[Some lines]
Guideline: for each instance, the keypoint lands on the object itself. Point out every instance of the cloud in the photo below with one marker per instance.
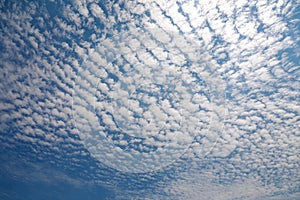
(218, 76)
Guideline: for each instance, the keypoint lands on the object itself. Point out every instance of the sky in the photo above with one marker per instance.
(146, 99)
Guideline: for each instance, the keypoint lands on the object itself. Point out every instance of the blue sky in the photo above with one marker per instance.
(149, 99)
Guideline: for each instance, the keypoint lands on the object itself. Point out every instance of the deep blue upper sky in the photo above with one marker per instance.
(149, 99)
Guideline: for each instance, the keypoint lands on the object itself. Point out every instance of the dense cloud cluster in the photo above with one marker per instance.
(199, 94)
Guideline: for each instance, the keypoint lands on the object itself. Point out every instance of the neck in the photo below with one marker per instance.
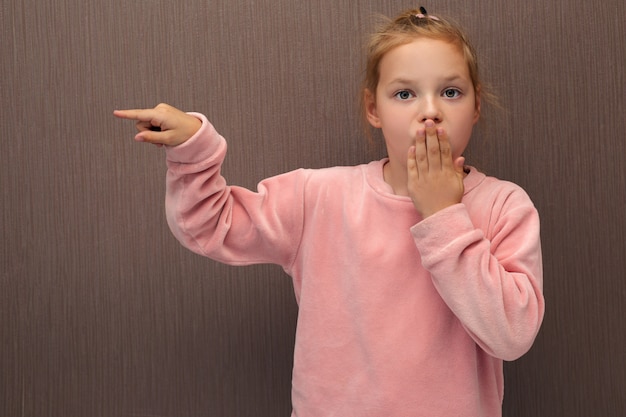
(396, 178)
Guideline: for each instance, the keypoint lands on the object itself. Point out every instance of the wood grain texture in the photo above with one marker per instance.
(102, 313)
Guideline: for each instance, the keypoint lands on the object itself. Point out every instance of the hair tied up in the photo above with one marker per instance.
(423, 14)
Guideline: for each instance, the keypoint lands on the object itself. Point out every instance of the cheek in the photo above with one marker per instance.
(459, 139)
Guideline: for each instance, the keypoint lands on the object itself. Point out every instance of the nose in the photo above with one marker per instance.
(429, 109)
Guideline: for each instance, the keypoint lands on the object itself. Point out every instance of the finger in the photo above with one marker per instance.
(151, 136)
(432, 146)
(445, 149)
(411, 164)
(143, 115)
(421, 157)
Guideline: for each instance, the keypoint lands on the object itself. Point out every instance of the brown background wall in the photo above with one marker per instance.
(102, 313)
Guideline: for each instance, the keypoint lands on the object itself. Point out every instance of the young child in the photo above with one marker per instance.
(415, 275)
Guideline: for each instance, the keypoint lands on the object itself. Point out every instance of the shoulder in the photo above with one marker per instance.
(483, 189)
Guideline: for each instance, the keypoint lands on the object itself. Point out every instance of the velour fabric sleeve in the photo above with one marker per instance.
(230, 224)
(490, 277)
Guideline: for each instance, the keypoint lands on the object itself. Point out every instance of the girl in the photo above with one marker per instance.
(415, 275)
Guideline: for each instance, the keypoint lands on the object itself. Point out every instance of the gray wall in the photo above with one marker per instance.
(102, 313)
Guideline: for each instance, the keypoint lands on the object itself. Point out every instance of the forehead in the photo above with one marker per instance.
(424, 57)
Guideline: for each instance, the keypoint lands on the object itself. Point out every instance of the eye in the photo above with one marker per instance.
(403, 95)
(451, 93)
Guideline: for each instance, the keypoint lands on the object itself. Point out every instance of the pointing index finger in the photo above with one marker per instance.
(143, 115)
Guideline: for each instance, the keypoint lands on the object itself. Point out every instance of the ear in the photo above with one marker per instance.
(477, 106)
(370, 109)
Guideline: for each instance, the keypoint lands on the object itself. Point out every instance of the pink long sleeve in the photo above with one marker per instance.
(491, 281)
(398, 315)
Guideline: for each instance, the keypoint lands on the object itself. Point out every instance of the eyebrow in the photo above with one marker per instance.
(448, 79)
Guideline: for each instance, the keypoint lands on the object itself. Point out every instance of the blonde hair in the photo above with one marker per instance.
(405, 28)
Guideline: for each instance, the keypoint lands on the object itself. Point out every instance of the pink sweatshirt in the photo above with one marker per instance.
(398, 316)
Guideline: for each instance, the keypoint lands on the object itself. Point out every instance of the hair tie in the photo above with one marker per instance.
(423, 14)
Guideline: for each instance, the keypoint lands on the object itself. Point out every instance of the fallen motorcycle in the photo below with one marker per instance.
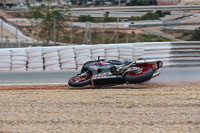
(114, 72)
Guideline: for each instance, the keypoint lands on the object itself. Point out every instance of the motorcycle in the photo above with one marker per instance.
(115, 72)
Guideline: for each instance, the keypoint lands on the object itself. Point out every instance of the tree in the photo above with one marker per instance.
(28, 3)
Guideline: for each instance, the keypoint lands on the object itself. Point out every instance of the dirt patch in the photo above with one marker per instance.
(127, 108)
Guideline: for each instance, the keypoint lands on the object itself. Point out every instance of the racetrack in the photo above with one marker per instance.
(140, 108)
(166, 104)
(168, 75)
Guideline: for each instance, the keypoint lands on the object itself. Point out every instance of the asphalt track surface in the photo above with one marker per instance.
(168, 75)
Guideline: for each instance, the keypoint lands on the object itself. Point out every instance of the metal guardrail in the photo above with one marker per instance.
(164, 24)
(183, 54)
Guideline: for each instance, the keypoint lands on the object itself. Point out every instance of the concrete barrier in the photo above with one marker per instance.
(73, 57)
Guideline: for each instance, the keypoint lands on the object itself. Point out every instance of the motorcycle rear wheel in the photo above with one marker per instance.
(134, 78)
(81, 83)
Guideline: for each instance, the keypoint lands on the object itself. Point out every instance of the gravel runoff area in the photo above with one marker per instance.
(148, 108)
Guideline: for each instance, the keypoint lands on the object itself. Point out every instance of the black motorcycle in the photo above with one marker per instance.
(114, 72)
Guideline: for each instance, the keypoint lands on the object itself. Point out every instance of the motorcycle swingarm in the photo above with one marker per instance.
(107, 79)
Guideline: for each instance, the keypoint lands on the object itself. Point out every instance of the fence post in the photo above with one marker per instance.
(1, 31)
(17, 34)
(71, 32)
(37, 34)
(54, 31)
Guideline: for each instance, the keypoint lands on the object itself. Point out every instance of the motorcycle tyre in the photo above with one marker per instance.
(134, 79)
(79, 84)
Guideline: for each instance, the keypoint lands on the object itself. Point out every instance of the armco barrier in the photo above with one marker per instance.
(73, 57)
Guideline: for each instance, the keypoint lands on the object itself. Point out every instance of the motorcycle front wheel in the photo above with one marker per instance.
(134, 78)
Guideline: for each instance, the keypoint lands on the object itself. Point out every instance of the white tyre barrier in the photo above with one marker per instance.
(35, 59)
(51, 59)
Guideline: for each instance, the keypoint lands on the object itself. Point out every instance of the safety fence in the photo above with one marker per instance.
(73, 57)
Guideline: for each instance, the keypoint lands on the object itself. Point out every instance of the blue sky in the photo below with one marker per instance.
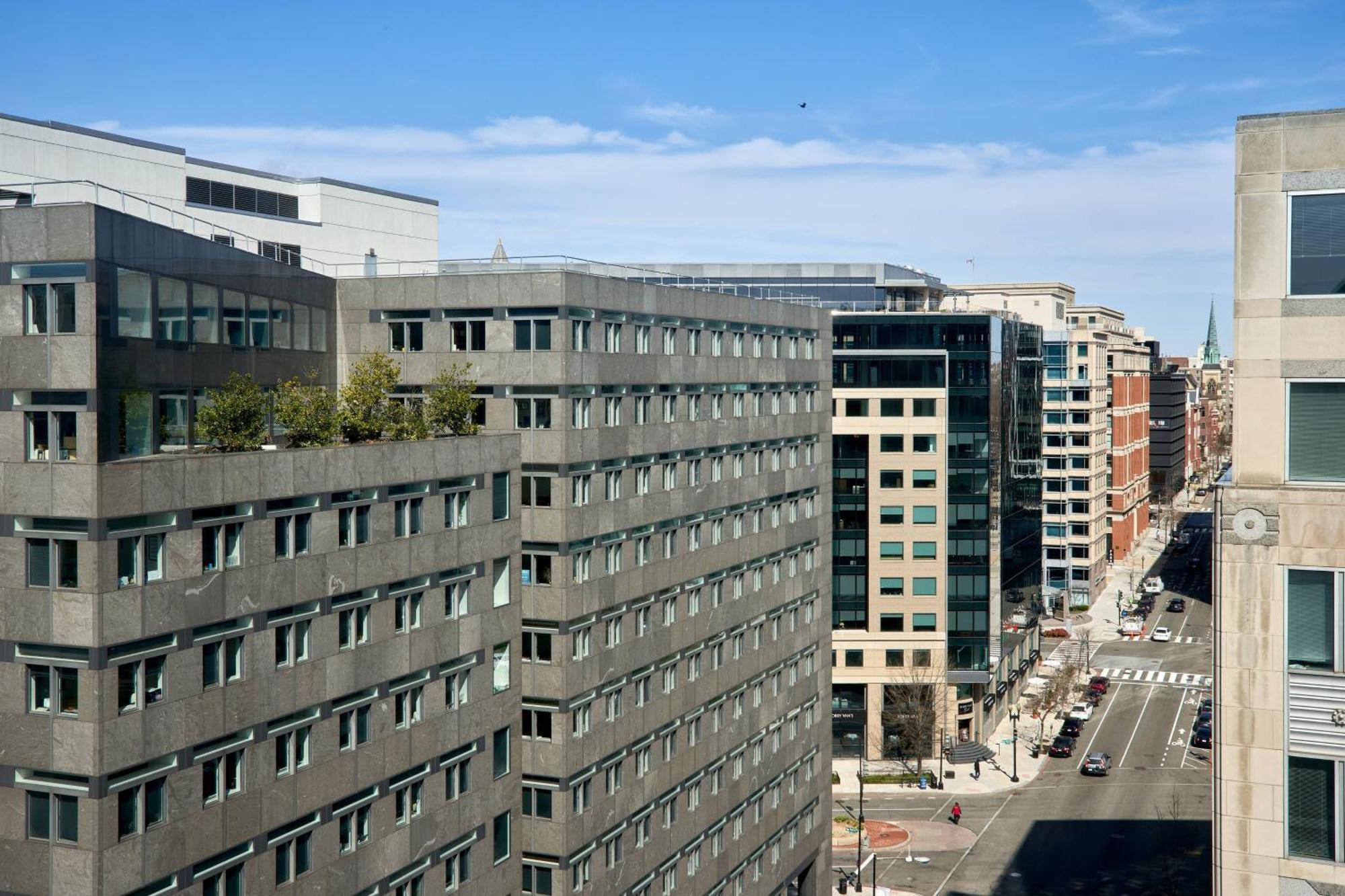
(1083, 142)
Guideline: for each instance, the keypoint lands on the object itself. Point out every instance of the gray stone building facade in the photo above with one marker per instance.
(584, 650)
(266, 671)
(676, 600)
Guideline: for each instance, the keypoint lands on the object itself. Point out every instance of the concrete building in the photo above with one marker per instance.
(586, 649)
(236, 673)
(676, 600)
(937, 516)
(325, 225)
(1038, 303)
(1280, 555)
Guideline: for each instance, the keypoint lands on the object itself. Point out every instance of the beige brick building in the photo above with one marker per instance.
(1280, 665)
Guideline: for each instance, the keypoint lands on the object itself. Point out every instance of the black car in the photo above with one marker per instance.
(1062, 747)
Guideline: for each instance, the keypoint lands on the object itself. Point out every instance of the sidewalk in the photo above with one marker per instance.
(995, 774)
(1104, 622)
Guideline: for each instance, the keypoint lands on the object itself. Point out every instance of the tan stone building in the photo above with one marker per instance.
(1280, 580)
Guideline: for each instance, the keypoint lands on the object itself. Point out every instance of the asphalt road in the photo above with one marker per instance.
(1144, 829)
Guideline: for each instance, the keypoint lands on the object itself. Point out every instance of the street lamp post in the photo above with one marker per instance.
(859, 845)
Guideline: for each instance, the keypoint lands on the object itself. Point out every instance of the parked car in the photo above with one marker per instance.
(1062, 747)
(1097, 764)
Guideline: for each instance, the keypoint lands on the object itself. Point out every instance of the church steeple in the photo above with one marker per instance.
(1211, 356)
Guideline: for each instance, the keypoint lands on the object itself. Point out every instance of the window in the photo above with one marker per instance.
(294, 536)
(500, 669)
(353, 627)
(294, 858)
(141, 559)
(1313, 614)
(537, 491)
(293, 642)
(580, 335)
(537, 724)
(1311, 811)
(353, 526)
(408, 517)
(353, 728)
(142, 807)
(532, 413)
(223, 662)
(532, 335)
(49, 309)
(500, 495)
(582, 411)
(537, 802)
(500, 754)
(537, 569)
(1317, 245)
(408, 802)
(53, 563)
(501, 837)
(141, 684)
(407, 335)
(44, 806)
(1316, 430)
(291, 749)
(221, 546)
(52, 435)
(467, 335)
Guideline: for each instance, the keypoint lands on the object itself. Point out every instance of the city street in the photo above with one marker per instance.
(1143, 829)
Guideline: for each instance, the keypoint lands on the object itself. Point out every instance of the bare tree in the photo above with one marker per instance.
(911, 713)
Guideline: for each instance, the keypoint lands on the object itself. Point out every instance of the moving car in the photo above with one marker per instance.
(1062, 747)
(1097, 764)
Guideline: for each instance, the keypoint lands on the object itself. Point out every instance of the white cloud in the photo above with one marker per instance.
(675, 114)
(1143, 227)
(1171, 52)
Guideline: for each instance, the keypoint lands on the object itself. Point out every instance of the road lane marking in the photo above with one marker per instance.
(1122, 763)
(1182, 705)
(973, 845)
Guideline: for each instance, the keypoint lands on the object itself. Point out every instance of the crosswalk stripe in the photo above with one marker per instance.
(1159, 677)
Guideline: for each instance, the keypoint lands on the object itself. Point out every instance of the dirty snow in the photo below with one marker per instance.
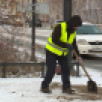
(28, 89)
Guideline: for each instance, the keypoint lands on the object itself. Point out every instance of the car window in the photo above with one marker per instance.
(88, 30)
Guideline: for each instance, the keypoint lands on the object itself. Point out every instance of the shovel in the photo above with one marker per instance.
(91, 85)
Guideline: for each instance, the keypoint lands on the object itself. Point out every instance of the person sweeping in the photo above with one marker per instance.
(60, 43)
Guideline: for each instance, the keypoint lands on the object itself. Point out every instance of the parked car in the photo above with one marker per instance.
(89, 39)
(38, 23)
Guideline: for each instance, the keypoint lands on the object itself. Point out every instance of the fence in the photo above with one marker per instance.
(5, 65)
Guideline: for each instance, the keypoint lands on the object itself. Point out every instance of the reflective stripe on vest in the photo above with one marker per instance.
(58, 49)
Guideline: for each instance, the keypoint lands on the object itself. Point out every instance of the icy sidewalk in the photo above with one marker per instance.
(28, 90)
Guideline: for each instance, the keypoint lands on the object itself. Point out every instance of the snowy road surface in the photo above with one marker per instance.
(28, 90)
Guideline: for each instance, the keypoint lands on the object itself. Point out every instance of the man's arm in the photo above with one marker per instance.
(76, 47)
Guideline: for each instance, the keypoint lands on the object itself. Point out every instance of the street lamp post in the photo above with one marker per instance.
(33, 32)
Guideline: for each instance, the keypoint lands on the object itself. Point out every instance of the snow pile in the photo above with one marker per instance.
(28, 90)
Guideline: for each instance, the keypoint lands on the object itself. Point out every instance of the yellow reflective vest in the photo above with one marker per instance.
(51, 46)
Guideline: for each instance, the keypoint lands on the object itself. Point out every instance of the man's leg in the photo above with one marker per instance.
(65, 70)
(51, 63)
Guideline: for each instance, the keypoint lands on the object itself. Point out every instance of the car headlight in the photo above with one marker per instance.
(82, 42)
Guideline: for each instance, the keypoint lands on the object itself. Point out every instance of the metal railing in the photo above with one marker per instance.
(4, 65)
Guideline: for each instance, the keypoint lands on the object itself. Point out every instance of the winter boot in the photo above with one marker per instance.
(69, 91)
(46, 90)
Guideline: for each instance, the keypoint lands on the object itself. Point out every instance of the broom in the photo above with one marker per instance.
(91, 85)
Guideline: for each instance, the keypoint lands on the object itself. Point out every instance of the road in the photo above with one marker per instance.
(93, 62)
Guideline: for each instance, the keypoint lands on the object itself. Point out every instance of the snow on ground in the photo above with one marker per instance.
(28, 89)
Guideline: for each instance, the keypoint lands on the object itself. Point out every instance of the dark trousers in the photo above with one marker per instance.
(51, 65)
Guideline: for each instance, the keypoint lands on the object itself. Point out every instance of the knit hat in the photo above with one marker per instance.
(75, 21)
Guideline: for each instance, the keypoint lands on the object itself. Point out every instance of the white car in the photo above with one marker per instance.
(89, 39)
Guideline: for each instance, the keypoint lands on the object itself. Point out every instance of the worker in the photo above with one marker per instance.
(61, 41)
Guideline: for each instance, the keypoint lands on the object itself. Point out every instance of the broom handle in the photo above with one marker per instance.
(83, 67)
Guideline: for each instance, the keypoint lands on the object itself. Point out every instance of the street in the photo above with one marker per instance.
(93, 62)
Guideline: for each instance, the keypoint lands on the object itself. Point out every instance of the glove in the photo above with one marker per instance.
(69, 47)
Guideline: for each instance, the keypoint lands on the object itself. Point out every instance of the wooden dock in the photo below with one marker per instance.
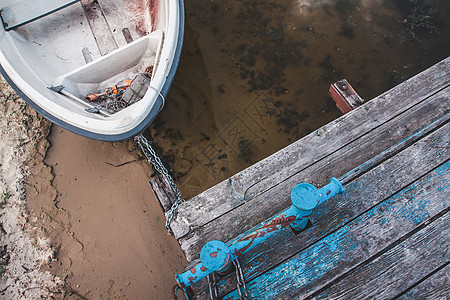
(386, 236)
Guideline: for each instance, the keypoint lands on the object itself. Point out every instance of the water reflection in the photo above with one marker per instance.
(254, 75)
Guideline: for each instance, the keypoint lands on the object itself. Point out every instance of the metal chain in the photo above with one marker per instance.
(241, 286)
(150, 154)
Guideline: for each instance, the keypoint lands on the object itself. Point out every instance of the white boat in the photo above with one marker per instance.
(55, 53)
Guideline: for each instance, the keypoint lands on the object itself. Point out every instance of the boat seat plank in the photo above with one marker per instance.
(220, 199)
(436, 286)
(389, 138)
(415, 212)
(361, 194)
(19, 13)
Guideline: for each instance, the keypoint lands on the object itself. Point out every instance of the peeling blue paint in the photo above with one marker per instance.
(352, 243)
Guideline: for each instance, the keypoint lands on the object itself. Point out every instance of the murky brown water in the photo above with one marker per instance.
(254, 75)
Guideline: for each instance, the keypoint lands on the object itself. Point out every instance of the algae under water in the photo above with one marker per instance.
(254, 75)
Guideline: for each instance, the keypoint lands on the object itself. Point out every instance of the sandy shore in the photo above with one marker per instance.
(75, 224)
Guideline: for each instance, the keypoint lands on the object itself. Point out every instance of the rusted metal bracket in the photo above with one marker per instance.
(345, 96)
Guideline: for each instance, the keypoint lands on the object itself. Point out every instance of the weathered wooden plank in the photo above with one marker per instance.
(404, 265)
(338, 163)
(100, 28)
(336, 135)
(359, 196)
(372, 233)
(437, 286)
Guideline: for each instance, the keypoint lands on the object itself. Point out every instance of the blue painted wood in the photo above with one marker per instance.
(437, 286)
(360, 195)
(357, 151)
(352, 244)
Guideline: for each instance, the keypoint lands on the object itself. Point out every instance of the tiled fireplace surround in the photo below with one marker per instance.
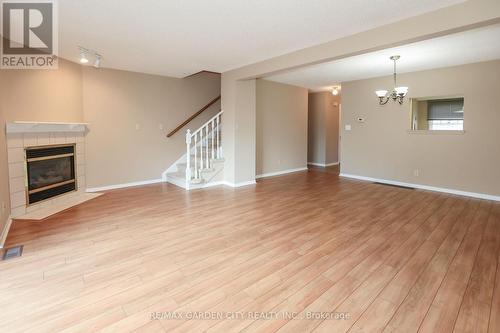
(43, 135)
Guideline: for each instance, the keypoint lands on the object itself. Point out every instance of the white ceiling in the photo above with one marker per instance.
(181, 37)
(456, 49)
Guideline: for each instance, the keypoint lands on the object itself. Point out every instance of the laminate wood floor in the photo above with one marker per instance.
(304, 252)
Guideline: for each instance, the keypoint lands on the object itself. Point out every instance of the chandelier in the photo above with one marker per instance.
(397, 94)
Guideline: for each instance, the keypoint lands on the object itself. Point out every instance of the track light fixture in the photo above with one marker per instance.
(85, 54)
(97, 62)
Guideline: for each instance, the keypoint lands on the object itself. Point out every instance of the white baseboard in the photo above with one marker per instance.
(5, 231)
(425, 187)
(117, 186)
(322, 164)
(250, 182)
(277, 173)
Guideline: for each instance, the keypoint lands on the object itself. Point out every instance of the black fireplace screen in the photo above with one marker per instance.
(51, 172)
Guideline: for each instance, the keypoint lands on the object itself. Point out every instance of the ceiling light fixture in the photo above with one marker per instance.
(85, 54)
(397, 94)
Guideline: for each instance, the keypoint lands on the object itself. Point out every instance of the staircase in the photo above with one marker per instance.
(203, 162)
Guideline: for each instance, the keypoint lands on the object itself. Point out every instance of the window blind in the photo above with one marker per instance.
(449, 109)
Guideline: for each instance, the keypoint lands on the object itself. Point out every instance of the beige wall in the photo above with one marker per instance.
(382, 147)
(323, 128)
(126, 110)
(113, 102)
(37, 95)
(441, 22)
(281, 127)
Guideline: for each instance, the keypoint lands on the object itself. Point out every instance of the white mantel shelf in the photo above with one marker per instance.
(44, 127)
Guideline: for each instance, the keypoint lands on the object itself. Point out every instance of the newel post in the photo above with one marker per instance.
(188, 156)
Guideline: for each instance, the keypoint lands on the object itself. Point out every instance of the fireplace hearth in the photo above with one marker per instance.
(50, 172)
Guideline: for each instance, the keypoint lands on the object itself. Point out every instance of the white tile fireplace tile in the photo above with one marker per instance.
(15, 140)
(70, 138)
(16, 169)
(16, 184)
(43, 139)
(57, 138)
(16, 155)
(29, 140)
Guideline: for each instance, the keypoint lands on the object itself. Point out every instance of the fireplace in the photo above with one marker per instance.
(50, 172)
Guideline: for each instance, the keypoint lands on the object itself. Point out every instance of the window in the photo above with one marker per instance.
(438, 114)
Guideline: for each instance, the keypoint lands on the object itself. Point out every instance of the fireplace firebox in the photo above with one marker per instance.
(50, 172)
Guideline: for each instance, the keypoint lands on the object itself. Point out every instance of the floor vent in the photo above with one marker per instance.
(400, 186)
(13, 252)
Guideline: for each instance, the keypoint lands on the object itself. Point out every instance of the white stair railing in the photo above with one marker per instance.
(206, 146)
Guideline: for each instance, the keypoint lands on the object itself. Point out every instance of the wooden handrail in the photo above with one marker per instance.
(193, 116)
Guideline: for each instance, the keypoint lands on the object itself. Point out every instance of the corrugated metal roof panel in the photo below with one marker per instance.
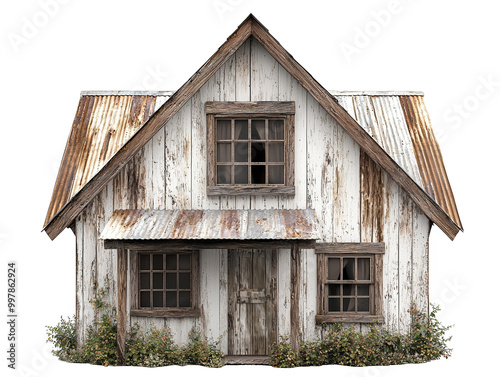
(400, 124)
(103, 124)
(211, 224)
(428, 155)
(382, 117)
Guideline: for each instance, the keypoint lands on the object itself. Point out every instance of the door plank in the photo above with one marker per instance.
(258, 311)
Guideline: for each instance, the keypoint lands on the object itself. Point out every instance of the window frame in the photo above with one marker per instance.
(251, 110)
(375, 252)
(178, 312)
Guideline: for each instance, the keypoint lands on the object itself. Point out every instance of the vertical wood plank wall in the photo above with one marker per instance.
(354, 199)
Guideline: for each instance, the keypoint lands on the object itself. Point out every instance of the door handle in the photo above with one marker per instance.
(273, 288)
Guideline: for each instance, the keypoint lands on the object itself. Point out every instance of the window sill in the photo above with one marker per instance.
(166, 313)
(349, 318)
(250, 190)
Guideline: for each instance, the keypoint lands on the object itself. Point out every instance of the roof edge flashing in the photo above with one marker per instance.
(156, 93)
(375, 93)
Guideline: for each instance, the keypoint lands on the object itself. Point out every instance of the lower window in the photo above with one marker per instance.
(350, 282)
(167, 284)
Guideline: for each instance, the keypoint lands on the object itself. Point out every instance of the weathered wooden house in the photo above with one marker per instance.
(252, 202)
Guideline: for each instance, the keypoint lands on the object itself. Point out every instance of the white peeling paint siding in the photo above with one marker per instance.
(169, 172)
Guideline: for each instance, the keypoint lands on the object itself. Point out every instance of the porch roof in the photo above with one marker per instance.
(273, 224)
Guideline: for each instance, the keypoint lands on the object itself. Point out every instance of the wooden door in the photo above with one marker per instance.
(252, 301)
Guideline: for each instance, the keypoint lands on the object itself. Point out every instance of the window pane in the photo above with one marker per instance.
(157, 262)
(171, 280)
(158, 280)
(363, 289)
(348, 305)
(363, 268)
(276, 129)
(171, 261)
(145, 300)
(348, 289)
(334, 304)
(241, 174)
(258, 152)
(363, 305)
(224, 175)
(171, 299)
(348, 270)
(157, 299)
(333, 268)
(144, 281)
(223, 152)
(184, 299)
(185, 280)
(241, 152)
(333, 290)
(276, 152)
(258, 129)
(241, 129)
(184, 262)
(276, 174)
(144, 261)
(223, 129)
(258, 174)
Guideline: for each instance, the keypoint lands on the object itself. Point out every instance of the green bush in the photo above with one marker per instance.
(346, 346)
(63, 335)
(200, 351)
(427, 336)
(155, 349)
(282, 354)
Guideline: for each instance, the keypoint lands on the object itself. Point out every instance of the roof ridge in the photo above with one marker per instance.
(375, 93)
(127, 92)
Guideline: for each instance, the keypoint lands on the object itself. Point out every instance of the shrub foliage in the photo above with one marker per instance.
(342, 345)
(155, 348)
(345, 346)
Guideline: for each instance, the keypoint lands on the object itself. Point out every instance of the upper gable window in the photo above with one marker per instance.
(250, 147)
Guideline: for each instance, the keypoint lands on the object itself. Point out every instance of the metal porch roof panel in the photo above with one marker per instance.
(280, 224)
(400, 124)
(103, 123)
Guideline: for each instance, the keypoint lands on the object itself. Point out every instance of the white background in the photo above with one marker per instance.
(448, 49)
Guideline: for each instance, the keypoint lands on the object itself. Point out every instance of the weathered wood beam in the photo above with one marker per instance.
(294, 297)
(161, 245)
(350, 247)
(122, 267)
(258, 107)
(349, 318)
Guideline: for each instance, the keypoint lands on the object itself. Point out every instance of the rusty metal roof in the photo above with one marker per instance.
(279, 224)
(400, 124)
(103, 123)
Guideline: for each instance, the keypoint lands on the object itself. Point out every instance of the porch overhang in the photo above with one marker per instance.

[Work to do]
Put the lines above into a numbered list, starting at the line with "sky in the photo below" and ending at the line with "(1211, 356)", both included. Omit blank lines and leave the pictures out.

[Finished answer]
1. Guideline: for each instance, the keypoint lands on the object itself. Point out every instance of the blue sky in the photo below with one marker per instance.
2. (1083, 142)
3. Guideline: for each instance, the keypoint lands on the object itself. Point out every instance of the gray stone building facade in the photo above with one marker per instance.
4. (584, 650)
5. (266, 671)
6. (676, 600)
7. Guideline: for each instance, the keypoint lands on the object itself. Point out every instance of the concrete building in the photo above with one marker per instance.
8. (586, 649)
9. (236, 673)
10. (676, 600)
11. (937, 516)
12. (325, 225)
13. (1038, 303)
14. (1280, 555)
15. Guideline: for each instance, the keypoint lands on the object itself. Point out every instance of the beige brick building in the photo above with one marker per instance.
16. (1280, 665)
17. Guideline: for each instance, the keypoint lands on the object itself. Point out every instance of the black car in the photo above with one marker per instance.
18. (1062, 747)
19. Guideline: for each instance, the keypoint lands on the object itself. Point out every instance of the sidewalk in the photo above with one marker per instance.
20. (995, 774)
21. (1104, 622)
22. Guideline: for each instance, the keypoint lands on the object itself. Point out every instance of the tan stone building in the photo above with one marker per instance.
23. (1280, 580)
24. Guideline: for each instance, the keypoint lands on the object itself. Point out every instance of the asphalt road in the photo above with one marker per instance.
25. (1144, 829)
26. Guideline: for each instance, the keypoint lands on the object itself. Point out every instance of the street lamp post in the photo above with one marker per instance.
27. (859, 845)
28. Guideline: for each instance, the keypoint lands on the object itself. Point out every instance of the parked car in the photo above with one marker per instance.
29. (1062, 747)
30. (1097, 764)
31. Guideline: for each instance, the keypoint lands on the object itself. Point out every instance of the church steeple in the photo above with one marker per instance.
32. (1211, 356)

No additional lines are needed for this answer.